▸ **Passage provided**

────────────────────────────────────────

Posted by lulabelle on 03.19.08 @ 11:34 PM

Even if Chavez has funded FARC I think that corporations like Coca Cola (with their assassinations of unionizers and torture of their families) and Chiquita (with their exploitation of workers as well as their own funding of FARC) have had significant influence over the embattled people of Colombia. Likewise the influence and funding and training of Colombians by the U.S. has provided reason for many Colombians to support FARC. Plan Colombia and the bogus War on Drugs has decimated the possibility of any non-drug economy in Colombia. Fields have been rendered useless for crops of any sort and the agricultural output has declined drastically. FARC has done significant amounts of terroristic action, however; were there not such a corrupt and downright evil opposition to FARC in the Colombian government (which might be considered a pseudo puppet of the US) the fuel and support for FARC would be fringe. FARC is no longer (if ever it was) a Marxist group. They are a group that has exploited the people of Latin American countries whose only other option is the U.S. trained terrorists of their government. FARC may have once seemed like the lesser of evils for Latin Americans who have come to suffer under their perilous reign as well. The people of Colombia have been victims of the Drug War, U.S. corporations, Plan Colombia, etc etc. Support of FARC by Chavez is certainly not good. I would say that in the scale of fucking up Colombia and Latin America in general far worse has been done by the U.S.

────────────────────────────────────────

▸ **Entries**

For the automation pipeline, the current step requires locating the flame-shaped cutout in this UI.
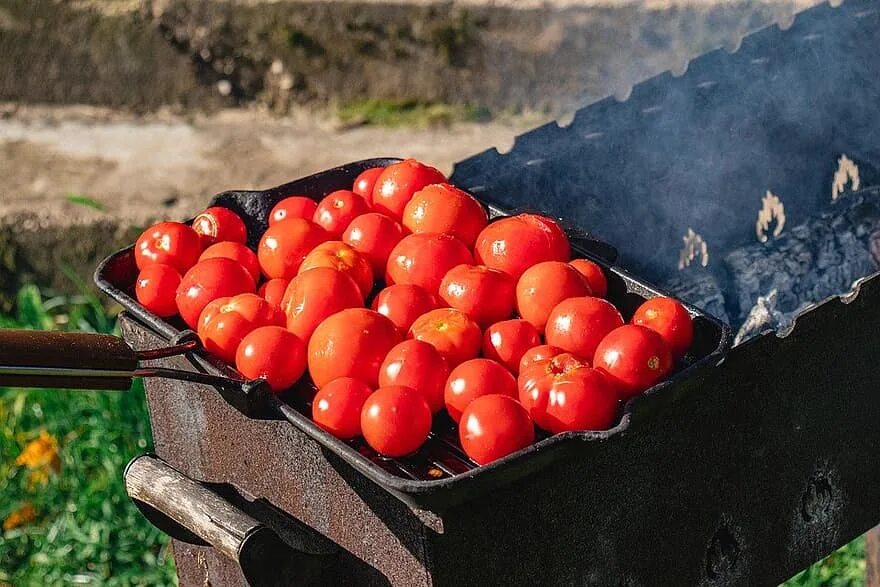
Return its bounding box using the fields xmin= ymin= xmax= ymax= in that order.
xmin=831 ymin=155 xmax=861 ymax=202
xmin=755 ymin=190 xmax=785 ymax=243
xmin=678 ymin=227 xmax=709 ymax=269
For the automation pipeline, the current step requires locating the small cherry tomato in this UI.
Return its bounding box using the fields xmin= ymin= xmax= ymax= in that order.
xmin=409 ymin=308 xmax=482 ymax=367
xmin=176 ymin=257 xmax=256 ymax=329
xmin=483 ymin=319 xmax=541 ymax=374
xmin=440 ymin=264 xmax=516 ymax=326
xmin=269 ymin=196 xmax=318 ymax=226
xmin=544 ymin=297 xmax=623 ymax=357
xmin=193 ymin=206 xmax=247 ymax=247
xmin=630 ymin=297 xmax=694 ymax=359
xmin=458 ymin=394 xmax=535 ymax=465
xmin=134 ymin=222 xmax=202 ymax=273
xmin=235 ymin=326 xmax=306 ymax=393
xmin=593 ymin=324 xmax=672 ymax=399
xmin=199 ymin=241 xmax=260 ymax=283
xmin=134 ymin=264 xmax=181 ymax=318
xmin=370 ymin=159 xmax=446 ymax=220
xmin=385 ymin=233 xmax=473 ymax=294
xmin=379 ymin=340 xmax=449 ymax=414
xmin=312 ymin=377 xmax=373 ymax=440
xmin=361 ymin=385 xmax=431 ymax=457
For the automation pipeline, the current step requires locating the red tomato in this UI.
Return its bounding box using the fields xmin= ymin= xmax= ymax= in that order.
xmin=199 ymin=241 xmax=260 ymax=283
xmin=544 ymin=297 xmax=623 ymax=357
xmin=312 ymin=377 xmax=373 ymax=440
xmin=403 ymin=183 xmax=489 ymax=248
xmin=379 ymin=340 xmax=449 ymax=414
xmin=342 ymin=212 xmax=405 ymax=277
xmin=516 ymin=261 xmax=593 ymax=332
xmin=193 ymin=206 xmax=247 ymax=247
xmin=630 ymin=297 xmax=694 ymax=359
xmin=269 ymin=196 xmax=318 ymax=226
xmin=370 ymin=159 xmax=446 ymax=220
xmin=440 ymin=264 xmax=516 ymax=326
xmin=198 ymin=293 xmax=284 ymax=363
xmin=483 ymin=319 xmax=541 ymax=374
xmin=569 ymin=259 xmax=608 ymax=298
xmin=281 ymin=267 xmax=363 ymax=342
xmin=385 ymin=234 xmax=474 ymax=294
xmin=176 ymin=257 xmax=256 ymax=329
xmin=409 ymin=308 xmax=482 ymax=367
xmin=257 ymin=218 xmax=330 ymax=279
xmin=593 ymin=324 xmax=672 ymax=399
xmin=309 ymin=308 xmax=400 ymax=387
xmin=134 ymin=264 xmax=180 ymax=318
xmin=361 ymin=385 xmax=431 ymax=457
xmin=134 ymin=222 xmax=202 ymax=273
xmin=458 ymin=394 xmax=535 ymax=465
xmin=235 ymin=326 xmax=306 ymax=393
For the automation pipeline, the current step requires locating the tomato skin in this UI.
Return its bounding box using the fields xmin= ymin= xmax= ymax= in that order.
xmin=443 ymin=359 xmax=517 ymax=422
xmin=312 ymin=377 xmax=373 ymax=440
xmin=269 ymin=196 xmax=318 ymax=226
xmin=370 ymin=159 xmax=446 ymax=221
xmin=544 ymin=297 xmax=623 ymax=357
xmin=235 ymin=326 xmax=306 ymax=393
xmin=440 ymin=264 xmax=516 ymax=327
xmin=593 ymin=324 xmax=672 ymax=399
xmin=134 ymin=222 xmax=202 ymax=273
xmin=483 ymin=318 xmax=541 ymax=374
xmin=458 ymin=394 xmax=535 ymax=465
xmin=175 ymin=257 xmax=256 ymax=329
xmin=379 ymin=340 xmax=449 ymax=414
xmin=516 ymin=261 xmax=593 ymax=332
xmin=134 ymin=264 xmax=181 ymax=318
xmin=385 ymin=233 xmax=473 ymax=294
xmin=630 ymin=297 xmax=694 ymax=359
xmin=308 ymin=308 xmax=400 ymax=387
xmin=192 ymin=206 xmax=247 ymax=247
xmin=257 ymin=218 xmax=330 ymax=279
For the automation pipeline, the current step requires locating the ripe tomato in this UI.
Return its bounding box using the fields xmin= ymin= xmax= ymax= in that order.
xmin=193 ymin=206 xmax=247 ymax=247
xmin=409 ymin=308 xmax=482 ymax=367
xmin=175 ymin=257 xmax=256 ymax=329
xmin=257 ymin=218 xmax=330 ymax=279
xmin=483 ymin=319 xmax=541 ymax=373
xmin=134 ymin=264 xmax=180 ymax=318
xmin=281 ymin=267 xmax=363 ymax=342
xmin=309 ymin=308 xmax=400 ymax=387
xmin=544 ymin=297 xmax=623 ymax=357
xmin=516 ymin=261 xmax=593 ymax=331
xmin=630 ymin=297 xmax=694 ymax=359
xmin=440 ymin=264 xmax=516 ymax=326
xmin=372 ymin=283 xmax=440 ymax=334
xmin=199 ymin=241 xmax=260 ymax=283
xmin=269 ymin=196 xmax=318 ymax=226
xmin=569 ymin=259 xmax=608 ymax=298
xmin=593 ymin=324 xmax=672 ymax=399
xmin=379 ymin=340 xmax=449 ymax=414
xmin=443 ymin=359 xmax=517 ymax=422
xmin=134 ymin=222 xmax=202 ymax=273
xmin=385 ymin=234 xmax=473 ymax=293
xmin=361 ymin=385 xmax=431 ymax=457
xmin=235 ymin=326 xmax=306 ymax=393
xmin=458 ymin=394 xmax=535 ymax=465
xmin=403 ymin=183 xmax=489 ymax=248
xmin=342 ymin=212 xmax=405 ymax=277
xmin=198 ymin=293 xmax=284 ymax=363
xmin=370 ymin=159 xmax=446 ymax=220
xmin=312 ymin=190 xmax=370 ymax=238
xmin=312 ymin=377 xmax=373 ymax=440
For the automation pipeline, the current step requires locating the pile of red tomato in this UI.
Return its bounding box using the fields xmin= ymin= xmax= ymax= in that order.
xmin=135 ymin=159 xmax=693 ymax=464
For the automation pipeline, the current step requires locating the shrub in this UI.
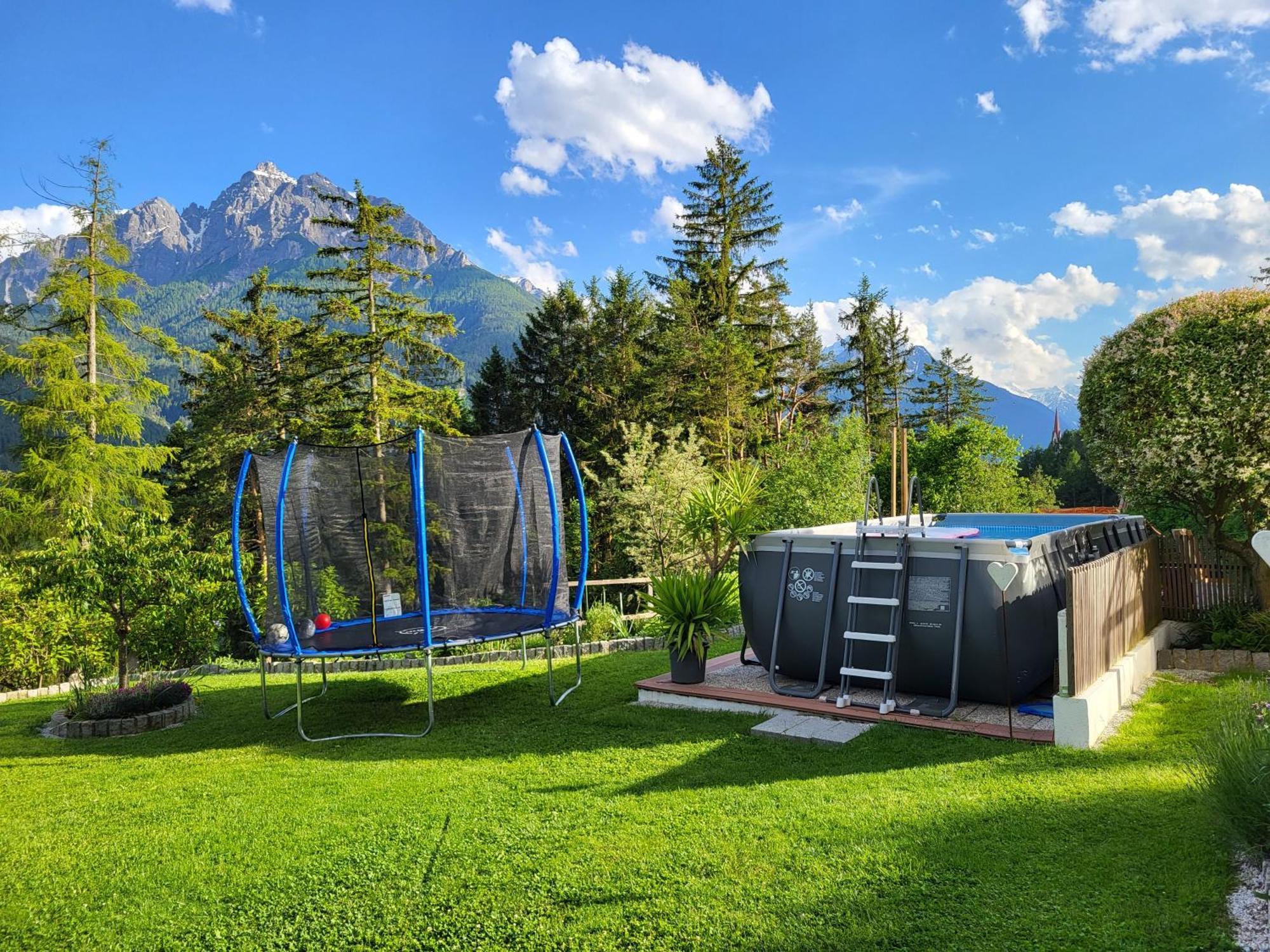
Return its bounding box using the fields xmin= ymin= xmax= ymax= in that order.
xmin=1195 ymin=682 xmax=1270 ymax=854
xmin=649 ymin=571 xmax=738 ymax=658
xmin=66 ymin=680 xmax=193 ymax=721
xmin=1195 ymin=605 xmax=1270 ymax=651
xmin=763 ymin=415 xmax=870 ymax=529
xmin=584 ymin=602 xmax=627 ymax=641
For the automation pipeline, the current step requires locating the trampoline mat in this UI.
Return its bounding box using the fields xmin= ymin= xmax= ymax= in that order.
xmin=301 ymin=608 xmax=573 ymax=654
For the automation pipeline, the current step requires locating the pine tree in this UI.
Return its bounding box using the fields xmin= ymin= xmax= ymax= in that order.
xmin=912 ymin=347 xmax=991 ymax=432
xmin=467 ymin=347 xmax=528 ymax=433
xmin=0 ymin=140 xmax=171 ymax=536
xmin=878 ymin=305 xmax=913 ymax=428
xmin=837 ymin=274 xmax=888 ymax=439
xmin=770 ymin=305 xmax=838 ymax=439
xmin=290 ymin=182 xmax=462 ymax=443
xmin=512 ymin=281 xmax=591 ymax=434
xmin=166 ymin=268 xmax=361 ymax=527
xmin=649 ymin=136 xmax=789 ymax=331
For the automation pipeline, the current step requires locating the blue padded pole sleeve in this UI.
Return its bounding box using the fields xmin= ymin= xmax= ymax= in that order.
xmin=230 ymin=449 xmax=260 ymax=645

────────────────────────────────────────

▸ **What is asked**
**1.** Please decide whether each statement agrees with the comment on FARC, answering yes or no and quoting the words of the comment that settle it: (a) FARC is still a Marxist group. (b) Agricultural output in Colombia has declined drastically. (c) Chiquita has funded FARC.
**2.** Under what name was the comment on FARC posted?
The listing has nothing to do with the comment on FARC.

▸ **Solutions in order**
**1.**
(a) No: "FARC is no longer (if ever it was) a Marxist group."
(b) Yes: "the agricultural output has declined drastically."
(c) Yes: "their own funding of FARC"

**2.** lulabelle